[Start Extract provided]
[PD] implementing tooltips WAS: Pd-extended 0.43 updates: lots of new editing features

Hans-Christoph Steiner hans at at.or.at
Mon Jul 11 23:50:04 CEST 2011


On Jul 11, 2011, at 5:35 PM, Jonathan Wilkes wrote:

>
>
> --- On Mon, 7/11/11, Hans-Christoph Steiner <hans at at.or.at> wrote:
>
>> From: Hans-Christoph Steiner <hans at at.or.at>
>> Subject: implementing tooltips WAS: [PD] Pd-extended 0.43 updates:  
>> lots of new editing features
>> To: "Jonathan Wilkes" <jancsika at yahoo.com>
>> Cc: "Martin Peach" <martin.peach at sympatico.ca>, "Mathieu Bouchard" <matju at artengine.ca 
>> >, "pd-list" <pd-list at iem.at>
>> Date: Monday, July 11, 2011, 11:18 PM
>>
>> On Jul 11, 2011, at 3:58 PM, Jonathan Wilkes wrote:
>>
>>>
>>>
>>> --- On Mon, 7/11/11, Mathieu Bouchard <matju at artengine.ca>
>> wrote:
>>>
>>>> From: Mathieu Bouchard <matju at artengine.ca>
>>>> Subject: Re: [PD] Pd-extended 0.43 updates: lots
>> of new editing features
>>>> To: "Martin Peach" <martin.peach at sympatico.ca>
>>>> Cc: "pd-list" <pd-list at iem.at>
>>>> Date: Monday, July 11, 2011, 7:45 PM
>>>> On Mon, 11 Jul 2011, Martin Peach
>>>> wrote:
>>>>> On 2011-07-11 12:06, Jonathan Wilkes wrote:
>>>>>> But I'm not sure where to store the
>> tooltip
>>>> string...
>>>>>
>>>>> Not sure if that's what you mean, but in max
>> the
>>>> assist method receives a number corresponding to
>> the inlet
>>>> or outlet and returns a pointer to the appropriate
>> string,
>>>> so the string is already stored somewhere in the
>> memory
>>>> allocated to the object.
>>>>
>>>> Not necessarily : the assist-method could be
>> storing the
>>>> data anywhere, or generating it on-the-fly from
>> whatever.
>>>
>>> Hm...
>>>
>>> 1 when creating an xlet for the first time, bind its
>> tag on <Enter> and <Leave> to call
>> pdtk_tooltips, and send $canvas, $inletno and $object_name
>> as arguments
>>>
>>> 2 in tcl, search helppath for $object_name-help.pd,
>> then parse it for $inletno (which I added as a pd META tag
>> for every internal help patch-- plus lots of externals,
>> too)
[End Extract provided]
[Start Entries]
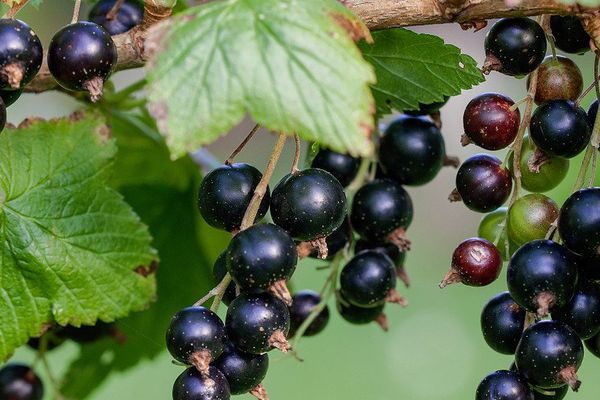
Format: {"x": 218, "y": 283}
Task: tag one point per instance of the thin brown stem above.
{"x": 241, "y": 146}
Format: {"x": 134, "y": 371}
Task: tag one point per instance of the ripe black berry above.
{"x": 309, "y": 204}
{"x": 343, "y": 166}
{"x": 21, "y": 54}
{"x": 482, "y": 183}
{"x": 559, "y": 78}
{"x": 489, "y": 121}
{"x": 81, "y": 57}
{"x": 502, "y": 322}
{"x": 504, "y": 385}
{"x": 412, "y": 150}
{"x": 19, "y": 382}
{"x": 582, "y": 313}
{"x": 369, "y": 279}
{"x": 569, "y": 34}
{"x": 549, "y": 355}
{"x": 260, "y": 256}
{"x": 475, "y": 262}
{"x": 381, "y": 212}
{"x": 196, "y": 336}
{"x": 579, "y": 223}
{"x": 257, "y": 323}
{"x": 542, "y": 275}
{"x": 243, "y": 371}
{"x": 129, "y": 14}
{"x": 192, "y": 385}
{"x": 560, "y": 128}
{"x": 303, "y": 303}
{"x": 225, "y": 193}
{"x": 514, "y": 46}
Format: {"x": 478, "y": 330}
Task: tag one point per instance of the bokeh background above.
{"x": 434, "y": 349}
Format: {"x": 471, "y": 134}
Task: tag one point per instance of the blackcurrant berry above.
{"x": 257, "y": 323}
{"x": 504, "y": 385}
{"x": 559, "y": 78}
{"x": 303, "y": 304}
{"x": 475, "y": 262}
{"x": 369, "y": 279}
{"x": 482, "y": 183}
{"x": 542, "y": 275}
{"x": 21, "y": 54}
{"x": 129, "y": 14}
{"x": 579, "y": 222}
{"x": 260, "y": 256}
{"x": 569, "y": 34}
{"x": 19, "y": 382}
{"x": 489, "y": 121}
{"x": 530, "y": 217}
{"x": 502, "y": 322}
{"x": 219, "y": 272}
{"x": 196, "y": 336}
{"x": 192, "y": 385}
{"x": 582, "y": 313}
{"x": 309, "y": 204}
{"x": 243, "y": 371}
{"x": 225, "y": 194}
{"x": 514, "y": 46}
{"x": 549, "y": 355}
{"x": 540, "y": 172}
{"x": 381, "y": 212}
{"x": 560, "y": 128}
{"x": 81, "y": 57}
{"x": 343, "y": 166}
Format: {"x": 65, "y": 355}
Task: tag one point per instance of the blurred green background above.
{"x": 434, "y": 349}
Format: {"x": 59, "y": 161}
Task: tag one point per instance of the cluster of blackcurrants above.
{"x": 545, "y": 278}
{"x": 81, "y": 56}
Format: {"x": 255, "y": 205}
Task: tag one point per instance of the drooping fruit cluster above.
{"x": 546, "y": 277}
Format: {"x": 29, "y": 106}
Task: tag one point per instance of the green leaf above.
{"x": 69, "y": 245}
{"x": 414, "y": 68}
{"x": 291, "y": 65}
{"x": 166, "y": 202}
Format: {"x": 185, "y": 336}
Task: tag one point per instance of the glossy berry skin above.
{"x": 243, "y": 371}
{"x": 502, "y": 322}
{"x": 20, "y": 49}
{"x": 195, "y": 329}
{"x": 225, "y": 193}
{"x": 530, "y": 218}
{"x": 560, "y": 128}
{"x": 252, "y": 319}
{"x": 475, "y": 262}
{"x": 130, "y": 14}
{"x": 582, "y": 313}
{"x": 191, "y": 385}
{"x": 569, "y": 34}
{"x": 309, "y": 204}
{"x": 81, "y": 56}
{"x": 558, "y": 79}
{"x": 546, "y": 349}
{"x": 412, "y": 151}
{"x": 343, "y": 167}
{"x": 367, "y": 279}
{"x": 579, "y": 223}
{"x": 515, "y": 46}
{"x": 303, "y": 303}
{"x": 542, "y": 267}
{"x": 260, "y": 256}
{"x": 19, "y": 382}
{"x": 379, "y": 208}
{"x": 504, "y": 385}
{"x": 483, "y": 183}
{"x": 489, "y": 122}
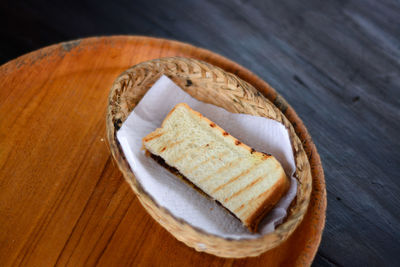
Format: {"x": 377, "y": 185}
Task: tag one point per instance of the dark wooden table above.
{"x": 336, "y": 62}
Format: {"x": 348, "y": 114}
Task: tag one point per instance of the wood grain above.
{"x": 62, "y": 200}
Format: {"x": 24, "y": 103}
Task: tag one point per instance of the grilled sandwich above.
{"x": 246, "y": 182}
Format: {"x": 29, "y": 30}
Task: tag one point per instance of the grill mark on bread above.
{"x": 169, "y": 146}
{"x": 248, "y": 186}
{"x": 190, "y": 151}
{"x": 221, "y": 169}
{"x": 238, "y": 209}
{"x": 247, "y": 171}
{"x": 147, "y": 139}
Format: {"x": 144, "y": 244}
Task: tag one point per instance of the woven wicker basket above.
{"x": 209, "y": 84}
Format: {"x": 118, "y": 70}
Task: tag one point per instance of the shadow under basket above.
{"x": 212, "y": 85}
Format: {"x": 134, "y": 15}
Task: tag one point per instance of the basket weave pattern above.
{"x": 212, "y": 85}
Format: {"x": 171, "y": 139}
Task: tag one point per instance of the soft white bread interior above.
{"x": 246, "y": 182}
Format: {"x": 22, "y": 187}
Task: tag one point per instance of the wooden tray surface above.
{"x": 62, "y": 199}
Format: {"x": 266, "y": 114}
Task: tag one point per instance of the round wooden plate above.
{"x": 62, "y": 199}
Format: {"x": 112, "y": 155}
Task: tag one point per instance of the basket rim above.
{"x": 139, "y": 189}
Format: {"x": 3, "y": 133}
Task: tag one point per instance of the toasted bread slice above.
{"x": 246, "y": 182}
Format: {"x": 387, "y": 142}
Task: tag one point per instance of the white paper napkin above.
{"x": 181, "y": 200}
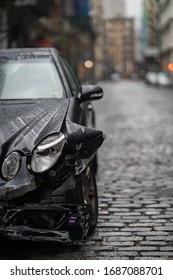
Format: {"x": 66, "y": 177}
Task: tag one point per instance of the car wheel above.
{"x": 89, "y": 190}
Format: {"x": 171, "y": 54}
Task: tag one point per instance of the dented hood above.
{"x": 24, "y": 123}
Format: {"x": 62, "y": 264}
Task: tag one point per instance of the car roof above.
{"x": 27, "y": 52}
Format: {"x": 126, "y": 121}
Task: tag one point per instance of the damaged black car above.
{"x": 48, "y": 147}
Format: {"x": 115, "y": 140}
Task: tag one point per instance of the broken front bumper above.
{"x": 44, "y": 222}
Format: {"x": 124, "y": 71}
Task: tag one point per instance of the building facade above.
{"x": 119, "y": 40}
{"x": 150, "y": 35}
{"x": 113, "y": 9}
{"x": 166, "y": 33}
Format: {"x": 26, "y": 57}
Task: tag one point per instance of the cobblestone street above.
{"x": 135, "y": 179}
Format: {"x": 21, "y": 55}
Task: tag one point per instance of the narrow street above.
{"x": 135, "y": 180}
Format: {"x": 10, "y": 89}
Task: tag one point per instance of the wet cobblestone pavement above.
{"x": 135, "y": 180}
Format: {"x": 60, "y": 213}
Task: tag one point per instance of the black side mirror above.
{"x": 90, "y": 93}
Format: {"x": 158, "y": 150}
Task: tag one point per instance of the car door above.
{"x": 83, "y": 113}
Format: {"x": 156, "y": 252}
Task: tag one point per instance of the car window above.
{"x": 72, "y": 79}
{"x": 29, "y": 78}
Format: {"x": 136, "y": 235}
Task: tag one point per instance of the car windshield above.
{"x": 29, "y": 79}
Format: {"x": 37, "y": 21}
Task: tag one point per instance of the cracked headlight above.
{"x": 47, "y": 153}
{"x": 11, "y": 165}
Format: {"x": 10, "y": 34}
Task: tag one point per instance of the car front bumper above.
{"x": 46, "y": 222}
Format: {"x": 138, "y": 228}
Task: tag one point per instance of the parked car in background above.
{"x": 47, "y": 183}
{"x": 151, "y": 78}
{"x": 164, "y": 79}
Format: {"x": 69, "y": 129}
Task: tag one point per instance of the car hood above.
{"x": 25, "y": 123}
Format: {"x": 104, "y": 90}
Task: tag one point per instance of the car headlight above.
{"x": 47, "y": 153}
{"x": 11, "y": 165}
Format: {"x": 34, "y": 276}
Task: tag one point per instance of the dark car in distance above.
{"x": 48, "y": 147}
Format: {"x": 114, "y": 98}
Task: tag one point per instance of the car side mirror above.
{"x": 90, "y": 93}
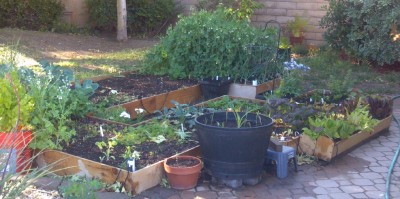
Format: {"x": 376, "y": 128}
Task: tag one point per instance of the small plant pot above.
{"x": 182, "y": 171}
{"x": 23, "y": 153}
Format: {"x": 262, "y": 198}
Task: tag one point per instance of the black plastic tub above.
{"x": 231, "y": 152}
{"x": 214, "y": 88}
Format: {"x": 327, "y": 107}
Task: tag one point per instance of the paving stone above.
{"x": 206, "y": 194}
{"x": 187, "y": 194}
{"x": 375, "y": 194}
{"x": 359, "y": 195}
{"x": 327, "y": 183}
{"x": 341, "y": 195}
{"x": 362, "y": 182}
{"x": 352, "y": 189}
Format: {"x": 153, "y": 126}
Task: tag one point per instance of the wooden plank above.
{"x": 150, "y": 104}
{"x": 250, "y": 91}
{"x": 135, "y": 182}
{"x": 326, "y": 149}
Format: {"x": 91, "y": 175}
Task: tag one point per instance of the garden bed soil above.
{"x": 87, "y": 134}
{"x": 135, "y": 86}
[End Entries]
## Goal 1
In the message about implementing tooltips, what does the assist method in Max receive, according to Martin Peach?
## Goal 2
Pick up the message about implementing tooltips after its final line and carry it forward.

## Expected answer 1
It receives a number corresponding to the inlet or outlet.

## Expected answer 2
>>>
>>> 3 filter the matching line in tcl to display
>> everything after $inletno minus the semicolon. (I.e., "text
>> 20 20 INLET_0 float symbol bang;" becomes "float symbol
>> bang")
>>>
>>> 4 create that text on a little tooltip rectangle on
>> $canvas; delete it on <Leave>
>>>
>>> All you add on the pd side is a sys_gui call to create
>> the binding, then handle everything else on the tcl side.
>>>
>>> Does that make sense?  If so, then once someone
>> gets it working (maybe me), you'd not only have tooltips,
>> but you'd have tooltip content for over 1000 object classes
>> (minus exceptions like "list split", and variable/rightmost
>> inlets which I'm not sure how to handle...)
>>>
>>> Also doesn't address tooltips for abstractions.
>>>
>>> -Jonathan
>>
>> I like this idea quite a bit.  If the tooltip info is
>> stored in a help patch, then we have a single way of
>> specifying the tooltip info regardless if the object was
>> written in C, Pd, Lua, etc.  The downside will be a lot
>> more file parsing on load.  Perhaps we can do some kind
>> of low priority thread kind of thing in Tcl to do that
>> loading.
>>
>> One detail, instead of searching the path for the help
>> patch, really we should try to get the full path of the
>> object in question, then use that to get the help patch...
>
> Ok.
> Is c_helpname guaranteed to be inside c_externdir?


I can't remember ever using c_helpname, so I can't really say.

IMHO, I don't think we should support other ways of specifying the  
help file.  There are very few objects that use it, those are fixed in  
Pd-extended, it'll add a lot to the work of doing this, etc. etc.  So  
I say just take the object name and add the '-help' to it.  That  
covers 99.5% of objects.  Then once its working, it should be possible  
to go back and add hacks to support hacks ;)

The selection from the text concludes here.